出題
**1)** 提示文では、苫米地英人さんの職業は何だと書かれていますか。
**2)** 提示文にある「IT・メディア業界で生き残る手段はこの二つだけ。」という文を英語に訳してください。
**3)** 提示文のうち、「February 19, 2015」で始まり「道具に使われているようです。」で終わる部分を、「テレビ」を「新聞」に置き換えて書き直してください。
---- 提示文
February 19, 2015
電通の傘下に入るか、電通に挑み続けるか。IT・メディア業界で生き残る手段はこの二つだけ。

テレビで報道されている内容は正しく、インターネットは誰でも自由に発言し、自分に必要な情報を手に入れることができるプラットフォームだと思っている人が多いかもしれませんが、私たちが気づかないところで「意志的」に操作され、一部の権力者の利益を守るために、様々な「洗脳」の道具に使われているようです。

認知科学者の苫米地 英人さんは、テレビ、インターネットを含め、日本のメディアを裏で操作している企業として、「電通」を名指しで非難しており、内容がすべて事実なのかは分かりませんが、彼の著書、「”電通 “洗脳広告代理店」を読んでいくと、世界でも極めて稀な日本のメディア界の裏側が見えてきます。


↑テレビはもちろんのこと、自由に発言できるインターネットにまで権力者の手が伸び始めている。(Pic by Flickr)
--------
---- 表示データ
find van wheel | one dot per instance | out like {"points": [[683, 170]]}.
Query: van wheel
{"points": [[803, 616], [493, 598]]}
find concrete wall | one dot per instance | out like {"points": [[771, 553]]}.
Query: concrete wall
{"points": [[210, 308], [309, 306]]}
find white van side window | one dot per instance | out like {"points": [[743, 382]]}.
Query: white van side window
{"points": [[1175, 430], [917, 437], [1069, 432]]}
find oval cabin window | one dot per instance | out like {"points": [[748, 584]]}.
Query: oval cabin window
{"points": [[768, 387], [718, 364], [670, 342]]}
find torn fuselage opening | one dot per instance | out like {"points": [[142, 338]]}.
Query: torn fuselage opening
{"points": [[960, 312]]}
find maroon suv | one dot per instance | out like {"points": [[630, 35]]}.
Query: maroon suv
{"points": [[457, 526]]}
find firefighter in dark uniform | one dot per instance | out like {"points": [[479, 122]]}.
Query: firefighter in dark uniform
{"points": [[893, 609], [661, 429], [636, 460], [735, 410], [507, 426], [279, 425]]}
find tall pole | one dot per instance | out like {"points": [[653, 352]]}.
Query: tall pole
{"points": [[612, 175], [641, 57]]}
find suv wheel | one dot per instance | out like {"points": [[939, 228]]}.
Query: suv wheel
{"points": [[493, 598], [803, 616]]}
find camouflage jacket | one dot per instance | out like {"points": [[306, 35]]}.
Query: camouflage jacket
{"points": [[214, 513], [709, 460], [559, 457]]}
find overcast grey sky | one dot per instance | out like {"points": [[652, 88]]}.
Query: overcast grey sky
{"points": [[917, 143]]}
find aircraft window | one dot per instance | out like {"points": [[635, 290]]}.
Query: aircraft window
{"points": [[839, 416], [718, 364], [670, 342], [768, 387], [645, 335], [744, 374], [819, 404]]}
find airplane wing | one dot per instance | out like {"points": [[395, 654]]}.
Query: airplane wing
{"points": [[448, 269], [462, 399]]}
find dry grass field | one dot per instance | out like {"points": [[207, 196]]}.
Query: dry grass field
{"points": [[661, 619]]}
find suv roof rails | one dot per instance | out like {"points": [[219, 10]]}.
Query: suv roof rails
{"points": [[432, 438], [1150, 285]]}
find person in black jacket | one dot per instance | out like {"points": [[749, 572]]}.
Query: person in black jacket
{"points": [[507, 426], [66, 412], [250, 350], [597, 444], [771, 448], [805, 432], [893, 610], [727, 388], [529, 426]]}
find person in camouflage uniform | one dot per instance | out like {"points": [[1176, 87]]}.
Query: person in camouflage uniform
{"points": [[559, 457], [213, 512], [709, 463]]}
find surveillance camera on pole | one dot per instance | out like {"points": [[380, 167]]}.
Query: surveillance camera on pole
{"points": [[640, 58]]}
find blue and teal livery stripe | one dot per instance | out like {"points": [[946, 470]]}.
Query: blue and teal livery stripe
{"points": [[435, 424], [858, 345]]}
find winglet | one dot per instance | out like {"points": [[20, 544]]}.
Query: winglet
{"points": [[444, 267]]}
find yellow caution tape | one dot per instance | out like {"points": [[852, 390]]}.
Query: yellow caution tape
--------
問題の解答
**1)** 認知科学者です。

**2)** These are the only two ways to survive in the IT and media industry.

**3)**
February 19, 2015
電通の傘下に入るか、電通に挑み続けるか。IT・メディア業界で生き残る手段はこの二つだけ。

新聞で報道されている内容は正しく、インターネットは誰でも自由に発言し、自分に必要な情報を手に入れることができるプラットフォームだと思っている人が多いかもしれませんが、私たちが気づかないところで「意志的」に操作され、一部の権力者の利益を守るために、様々な「洗脳」の道具に使われているようです。